* [TEXT EXCERPT]:
☆ ☆ ☆

As an alternative to virtualenv, you may consider using the built-in Python 3 module venv. pip in combination with virtualenv serve as powerful package and environment managers. There are also combined managers such as pipenv and pyenv that you may consider.

 

pip vs. conda

If your package exists on PyPI and Anaconda Cloud then how do you decide which to install from? You should almost always favor conda over pip. This is because conda packages are pre-compiled and their dependencies are automatically handled. While pip installs will often download a binary wheel (pre-compiled), the user frequently needs to take action to satisfy the dependencies. Furthermore, many scientific conda packages are linked against the Intel Math Kernel Library which leads to improved performance over pip installs on our systems. One disadvantage of conda packages is that they tend to lag behind pip packages in terms of versioning. In many cases, the decision of conda versus pip will be answered by reading the installation instructions for the software you would like to use. Write to cses@princeton.edu for a recommendation on the installation procedure or if you encounter problems while trying to run your Python script.

 

Installing Python Packages from Source

In some cases you will be provided with the source code for your package. To install from source do:

$ python setup.py install --prefix=</path/to/install/location>

For help menu use python setup.py --help-commands. Be sure to update the appropriate environment variables in your ~/.bashrc file:

export PATH=</path/to/install/location>/bin:$PATH
export PYTHONPATH=</path/to/install/location>/lib/python<version>/site-packages:$PYTHONPATH

 

Packaging and Distributing Your Own Python Package

Both PyPI and Anaconda allow registered users to store their packages on their platforms. You must follow the instructions for doing so but once done someone can do a pip install or a conda install of your package. This makes it very easy to enable someone else to use your research software. See this guide for practical examples of the process.

☆ ☆ ☆

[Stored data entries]
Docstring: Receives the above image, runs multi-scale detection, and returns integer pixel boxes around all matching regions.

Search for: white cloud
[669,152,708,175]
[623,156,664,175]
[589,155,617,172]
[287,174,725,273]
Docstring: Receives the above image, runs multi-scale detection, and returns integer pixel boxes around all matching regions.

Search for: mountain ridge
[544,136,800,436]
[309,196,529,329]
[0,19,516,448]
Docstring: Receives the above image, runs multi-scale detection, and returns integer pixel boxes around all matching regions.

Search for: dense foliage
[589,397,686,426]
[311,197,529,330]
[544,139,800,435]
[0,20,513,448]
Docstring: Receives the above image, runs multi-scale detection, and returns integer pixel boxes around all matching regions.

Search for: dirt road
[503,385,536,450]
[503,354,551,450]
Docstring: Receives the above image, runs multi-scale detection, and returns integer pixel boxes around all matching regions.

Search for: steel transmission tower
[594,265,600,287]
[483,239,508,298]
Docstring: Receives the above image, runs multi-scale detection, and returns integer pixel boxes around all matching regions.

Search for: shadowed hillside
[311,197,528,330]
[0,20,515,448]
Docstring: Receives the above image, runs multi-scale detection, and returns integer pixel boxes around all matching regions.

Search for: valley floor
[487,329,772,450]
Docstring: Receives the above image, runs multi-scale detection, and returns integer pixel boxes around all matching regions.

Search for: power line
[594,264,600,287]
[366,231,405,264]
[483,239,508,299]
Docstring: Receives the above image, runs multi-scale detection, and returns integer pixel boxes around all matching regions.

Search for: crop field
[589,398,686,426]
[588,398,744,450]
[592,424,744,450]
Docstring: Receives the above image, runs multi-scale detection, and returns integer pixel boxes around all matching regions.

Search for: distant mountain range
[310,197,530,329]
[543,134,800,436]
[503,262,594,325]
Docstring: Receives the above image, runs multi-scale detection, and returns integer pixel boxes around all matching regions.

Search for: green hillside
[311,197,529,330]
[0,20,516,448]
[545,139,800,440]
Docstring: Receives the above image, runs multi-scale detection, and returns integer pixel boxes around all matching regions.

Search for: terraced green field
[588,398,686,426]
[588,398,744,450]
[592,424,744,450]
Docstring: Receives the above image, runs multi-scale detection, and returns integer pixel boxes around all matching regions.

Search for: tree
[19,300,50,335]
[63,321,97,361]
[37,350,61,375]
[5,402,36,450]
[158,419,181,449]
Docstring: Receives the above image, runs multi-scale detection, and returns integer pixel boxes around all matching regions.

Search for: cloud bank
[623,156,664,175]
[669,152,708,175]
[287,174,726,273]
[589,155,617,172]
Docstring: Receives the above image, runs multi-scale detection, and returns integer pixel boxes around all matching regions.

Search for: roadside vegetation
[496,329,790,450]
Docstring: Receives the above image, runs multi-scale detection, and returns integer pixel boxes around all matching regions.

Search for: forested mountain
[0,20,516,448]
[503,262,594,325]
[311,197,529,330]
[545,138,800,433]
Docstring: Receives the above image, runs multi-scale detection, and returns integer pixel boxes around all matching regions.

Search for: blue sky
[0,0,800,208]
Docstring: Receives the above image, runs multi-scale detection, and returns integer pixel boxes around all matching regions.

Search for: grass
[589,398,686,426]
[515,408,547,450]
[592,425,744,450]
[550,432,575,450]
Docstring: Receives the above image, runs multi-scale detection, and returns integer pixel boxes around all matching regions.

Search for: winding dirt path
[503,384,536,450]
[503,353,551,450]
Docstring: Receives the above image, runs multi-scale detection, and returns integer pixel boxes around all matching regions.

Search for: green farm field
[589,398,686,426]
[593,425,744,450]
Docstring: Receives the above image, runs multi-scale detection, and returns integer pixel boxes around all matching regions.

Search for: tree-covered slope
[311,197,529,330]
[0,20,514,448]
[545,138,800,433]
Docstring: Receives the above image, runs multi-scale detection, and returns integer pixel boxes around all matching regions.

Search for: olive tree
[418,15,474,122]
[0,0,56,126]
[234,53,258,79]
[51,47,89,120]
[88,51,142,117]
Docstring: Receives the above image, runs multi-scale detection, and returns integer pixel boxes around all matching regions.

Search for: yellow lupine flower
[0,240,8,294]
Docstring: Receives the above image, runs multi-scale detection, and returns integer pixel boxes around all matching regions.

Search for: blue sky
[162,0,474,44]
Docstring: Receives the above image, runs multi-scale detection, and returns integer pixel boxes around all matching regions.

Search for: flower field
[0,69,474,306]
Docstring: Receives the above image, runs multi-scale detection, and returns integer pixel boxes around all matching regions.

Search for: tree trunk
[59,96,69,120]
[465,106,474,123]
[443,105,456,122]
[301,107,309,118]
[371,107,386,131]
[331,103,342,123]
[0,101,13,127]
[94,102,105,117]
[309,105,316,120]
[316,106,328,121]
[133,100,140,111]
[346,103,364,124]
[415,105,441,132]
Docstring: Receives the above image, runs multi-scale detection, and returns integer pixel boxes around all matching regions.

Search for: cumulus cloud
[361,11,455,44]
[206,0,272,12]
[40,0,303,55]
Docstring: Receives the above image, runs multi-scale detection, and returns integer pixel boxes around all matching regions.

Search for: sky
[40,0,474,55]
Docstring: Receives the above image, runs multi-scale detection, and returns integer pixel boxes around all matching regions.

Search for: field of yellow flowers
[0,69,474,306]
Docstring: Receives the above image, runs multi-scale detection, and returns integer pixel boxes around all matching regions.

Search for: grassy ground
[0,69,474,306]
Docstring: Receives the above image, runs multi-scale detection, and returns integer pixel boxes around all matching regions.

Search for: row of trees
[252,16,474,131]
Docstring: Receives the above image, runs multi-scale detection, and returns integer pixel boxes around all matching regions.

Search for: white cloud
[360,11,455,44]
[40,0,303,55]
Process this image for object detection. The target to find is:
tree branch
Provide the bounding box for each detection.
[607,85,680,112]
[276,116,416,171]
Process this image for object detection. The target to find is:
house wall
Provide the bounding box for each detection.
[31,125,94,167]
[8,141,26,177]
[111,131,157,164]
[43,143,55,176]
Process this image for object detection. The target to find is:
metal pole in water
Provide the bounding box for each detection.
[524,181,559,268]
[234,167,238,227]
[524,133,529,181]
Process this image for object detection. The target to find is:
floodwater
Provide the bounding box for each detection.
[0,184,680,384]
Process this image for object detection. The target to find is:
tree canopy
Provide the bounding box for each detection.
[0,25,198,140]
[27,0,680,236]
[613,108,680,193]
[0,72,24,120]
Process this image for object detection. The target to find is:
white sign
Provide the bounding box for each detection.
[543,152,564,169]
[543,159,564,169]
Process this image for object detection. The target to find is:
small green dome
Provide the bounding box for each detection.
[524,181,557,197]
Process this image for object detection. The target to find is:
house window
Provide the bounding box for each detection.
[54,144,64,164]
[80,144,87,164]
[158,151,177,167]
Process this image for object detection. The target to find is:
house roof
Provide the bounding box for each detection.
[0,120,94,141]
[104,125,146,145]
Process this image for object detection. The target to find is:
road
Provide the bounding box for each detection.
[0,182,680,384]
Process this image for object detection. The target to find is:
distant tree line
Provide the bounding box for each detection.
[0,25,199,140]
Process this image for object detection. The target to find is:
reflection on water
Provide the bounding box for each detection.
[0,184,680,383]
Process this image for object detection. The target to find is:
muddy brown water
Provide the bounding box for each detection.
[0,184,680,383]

☆ ☆ ☆

* [TO DO]:
Determine whether each statement agrees with the Python packaging text, answering yes or no and quoting the deciding words: (a) conda packages usually offer newer versions than pip packages; (b) venv is a module built into Python 3; (c) both PyPI and Anaconda let registered users store their own packages.

* [RESULT]:
(a) No: "they tend to lag behind pip packages in terms of versioning."
(b) Yes: "the built-in Python 3 module venv"
(c) Yes: "Both PyPI and Anaconda allow registered users to store their packages on their platforms."